BEGIN Data lines

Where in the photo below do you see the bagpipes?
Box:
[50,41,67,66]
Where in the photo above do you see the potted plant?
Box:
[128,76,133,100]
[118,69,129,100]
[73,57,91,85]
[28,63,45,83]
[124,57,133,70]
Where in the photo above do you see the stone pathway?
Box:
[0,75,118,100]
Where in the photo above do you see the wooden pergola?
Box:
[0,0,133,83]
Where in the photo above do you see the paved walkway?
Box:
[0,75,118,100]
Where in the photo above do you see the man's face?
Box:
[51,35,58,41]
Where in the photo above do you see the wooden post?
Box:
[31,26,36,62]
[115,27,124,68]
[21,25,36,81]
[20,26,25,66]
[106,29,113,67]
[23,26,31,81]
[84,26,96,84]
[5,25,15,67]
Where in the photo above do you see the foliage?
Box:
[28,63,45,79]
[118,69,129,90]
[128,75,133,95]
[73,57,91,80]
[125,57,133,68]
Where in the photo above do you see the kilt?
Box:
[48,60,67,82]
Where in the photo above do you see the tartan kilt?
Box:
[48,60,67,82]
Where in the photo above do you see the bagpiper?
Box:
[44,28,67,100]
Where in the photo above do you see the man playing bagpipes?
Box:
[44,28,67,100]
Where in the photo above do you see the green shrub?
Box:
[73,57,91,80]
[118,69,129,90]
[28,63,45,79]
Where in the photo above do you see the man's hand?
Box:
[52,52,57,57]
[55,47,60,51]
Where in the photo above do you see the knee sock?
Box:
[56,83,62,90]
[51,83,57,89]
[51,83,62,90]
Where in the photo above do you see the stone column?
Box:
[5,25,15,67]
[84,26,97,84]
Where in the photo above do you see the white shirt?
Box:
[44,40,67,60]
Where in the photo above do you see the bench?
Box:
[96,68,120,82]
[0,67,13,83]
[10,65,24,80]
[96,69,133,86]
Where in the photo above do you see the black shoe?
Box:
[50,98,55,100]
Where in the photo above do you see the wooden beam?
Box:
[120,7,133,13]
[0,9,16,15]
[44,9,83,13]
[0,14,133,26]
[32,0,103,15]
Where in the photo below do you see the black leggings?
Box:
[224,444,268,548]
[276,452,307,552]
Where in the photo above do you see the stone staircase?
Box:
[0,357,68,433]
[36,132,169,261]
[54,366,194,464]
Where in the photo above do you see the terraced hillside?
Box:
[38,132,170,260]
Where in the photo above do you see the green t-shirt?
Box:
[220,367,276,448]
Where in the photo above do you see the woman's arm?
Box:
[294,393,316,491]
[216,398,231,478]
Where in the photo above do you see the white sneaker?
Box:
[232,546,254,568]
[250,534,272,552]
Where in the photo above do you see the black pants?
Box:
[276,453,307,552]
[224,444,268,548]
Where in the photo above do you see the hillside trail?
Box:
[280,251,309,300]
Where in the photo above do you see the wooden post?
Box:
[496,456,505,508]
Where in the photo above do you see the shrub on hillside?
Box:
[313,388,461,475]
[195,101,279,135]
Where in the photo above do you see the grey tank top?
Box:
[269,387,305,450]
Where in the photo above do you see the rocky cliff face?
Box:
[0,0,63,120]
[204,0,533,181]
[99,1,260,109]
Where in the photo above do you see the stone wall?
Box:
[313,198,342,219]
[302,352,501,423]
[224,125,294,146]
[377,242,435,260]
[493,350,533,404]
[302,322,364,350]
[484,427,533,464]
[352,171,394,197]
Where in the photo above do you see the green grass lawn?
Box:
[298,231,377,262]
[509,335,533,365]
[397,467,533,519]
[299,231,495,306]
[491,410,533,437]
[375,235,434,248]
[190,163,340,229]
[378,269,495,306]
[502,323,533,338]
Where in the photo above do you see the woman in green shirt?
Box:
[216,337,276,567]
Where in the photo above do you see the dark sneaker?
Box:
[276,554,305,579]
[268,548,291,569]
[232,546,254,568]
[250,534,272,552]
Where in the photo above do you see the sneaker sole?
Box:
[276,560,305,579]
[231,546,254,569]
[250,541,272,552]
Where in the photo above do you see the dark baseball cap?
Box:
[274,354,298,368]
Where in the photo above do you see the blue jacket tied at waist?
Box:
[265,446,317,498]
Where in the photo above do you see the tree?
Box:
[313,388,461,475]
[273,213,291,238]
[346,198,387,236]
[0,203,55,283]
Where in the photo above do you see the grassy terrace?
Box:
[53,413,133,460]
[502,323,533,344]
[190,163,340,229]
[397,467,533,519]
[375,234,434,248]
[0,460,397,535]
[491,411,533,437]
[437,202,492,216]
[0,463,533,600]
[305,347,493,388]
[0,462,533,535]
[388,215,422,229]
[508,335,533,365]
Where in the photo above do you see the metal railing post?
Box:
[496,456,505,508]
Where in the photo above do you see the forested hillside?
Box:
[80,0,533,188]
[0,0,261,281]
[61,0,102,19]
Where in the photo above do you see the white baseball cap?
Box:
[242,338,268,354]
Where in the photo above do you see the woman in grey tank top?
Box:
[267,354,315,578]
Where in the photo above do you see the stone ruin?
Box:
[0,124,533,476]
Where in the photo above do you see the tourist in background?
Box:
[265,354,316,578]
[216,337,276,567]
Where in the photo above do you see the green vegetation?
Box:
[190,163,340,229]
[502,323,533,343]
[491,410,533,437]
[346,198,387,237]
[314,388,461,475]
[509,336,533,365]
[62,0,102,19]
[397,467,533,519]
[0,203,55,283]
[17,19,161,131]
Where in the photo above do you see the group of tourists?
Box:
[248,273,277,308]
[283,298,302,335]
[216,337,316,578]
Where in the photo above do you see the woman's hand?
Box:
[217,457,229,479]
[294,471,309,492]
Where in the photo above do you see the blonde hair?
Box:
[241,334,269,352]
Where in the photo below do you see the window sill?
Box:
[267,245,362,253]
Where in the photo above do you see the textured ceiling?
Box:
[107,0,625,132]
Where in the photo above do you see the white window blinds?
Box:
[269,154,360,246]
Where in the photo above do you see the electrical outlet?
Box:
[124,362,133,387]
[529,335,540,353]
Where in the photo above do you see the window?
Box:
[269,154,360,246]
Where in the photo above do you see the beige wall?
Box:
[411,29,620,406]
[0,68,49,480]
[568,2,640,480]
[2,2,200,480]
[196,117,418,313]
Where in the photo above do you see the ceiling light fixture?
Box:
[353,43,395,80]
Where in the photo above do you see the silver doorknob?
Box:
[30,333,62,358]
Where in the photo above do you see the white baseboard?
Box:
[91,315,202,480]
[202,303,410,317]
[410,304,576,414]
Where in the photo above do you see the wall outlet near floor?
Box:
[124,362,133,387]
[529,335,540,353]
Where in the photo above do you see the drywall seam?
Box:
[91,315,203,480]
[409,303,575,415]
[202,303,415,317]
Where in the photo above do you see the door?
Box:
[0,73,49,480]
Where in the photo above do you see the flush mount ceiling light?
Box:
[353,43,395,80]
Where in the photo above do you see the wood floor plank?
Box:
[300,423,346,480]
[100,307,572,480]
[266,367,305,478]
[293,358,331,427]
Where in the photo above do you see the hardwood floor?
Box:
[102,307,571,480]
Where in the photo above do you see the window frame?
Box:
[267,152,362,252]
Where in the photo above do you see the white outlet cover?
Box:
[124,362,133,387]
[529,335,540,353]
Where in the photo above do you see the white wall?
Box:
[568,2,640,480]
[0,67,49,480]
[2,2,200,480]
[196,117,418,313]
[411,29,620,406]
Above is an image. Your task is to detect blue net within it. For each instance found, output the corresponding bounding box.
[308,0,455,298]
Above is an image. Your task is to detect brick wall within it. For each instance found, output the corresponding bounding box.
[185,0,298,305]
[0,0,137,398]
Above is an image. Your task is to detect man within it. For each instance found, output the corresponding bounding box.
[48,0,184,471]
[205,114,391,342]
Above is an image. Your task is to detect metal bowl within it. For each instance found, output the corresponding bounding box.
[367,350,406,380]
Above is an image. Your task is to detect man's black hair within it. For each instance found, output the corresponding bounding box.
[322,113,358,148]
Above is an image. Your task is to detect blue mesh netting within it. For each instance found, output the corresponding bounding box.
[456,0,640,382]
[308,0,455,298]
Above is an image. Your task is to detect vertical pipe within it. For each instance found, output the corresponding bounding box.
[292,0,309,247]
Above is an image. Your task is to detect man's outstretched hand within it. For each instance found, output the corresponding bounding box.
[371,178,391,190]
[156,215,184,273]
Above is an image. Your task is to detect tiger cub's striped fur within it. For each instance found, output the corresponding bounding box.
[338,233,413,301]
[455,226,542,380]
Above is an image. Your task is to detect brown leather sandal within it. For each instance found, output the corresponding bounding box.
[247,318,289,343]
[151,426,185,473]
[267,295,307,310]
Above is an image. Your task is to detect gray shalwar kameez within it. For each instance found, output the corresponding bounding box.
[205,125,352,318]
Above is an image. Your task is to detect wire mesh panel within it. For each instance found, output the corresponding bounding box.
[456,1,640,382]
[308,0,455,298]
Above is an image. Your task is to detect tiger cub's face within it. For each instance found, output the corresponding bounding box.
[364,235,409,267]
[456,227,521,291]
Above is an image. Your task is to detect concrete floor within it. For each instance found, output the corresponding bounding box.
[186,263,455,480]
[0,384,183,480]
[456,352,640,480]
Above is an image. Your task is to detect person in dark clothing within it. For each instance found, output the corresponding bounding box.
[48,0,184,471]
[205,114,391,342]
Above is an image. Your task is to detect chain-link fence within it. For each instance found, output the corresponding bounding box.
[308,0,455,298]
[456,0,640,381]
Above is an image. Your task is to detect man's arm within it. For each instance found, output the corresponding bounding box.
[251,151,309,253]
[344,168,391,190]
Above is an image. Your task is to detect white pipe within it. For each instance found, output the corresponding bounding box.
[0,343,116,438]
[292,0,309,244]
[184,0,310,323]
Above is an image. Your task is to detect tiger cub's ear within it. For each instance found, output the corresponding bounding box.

END Data lines

# Task objective:
Copy the entries again, starting at the first one and ending with the line that contains "[124,57,133,70]", swapping "potted plant" for "flowerpot" and leaving everything else unchanged.

# Solution to this exercise:
Where in the photo below do you see the bagpipes?
Box:
[50,41,67,66]
Where in the photo above do you see the flowerpot?
Box:
[128,76,133,100]
[118,69,129,100]
[73,57,91,85]
[28,63,45,83]
[124,57,133,70]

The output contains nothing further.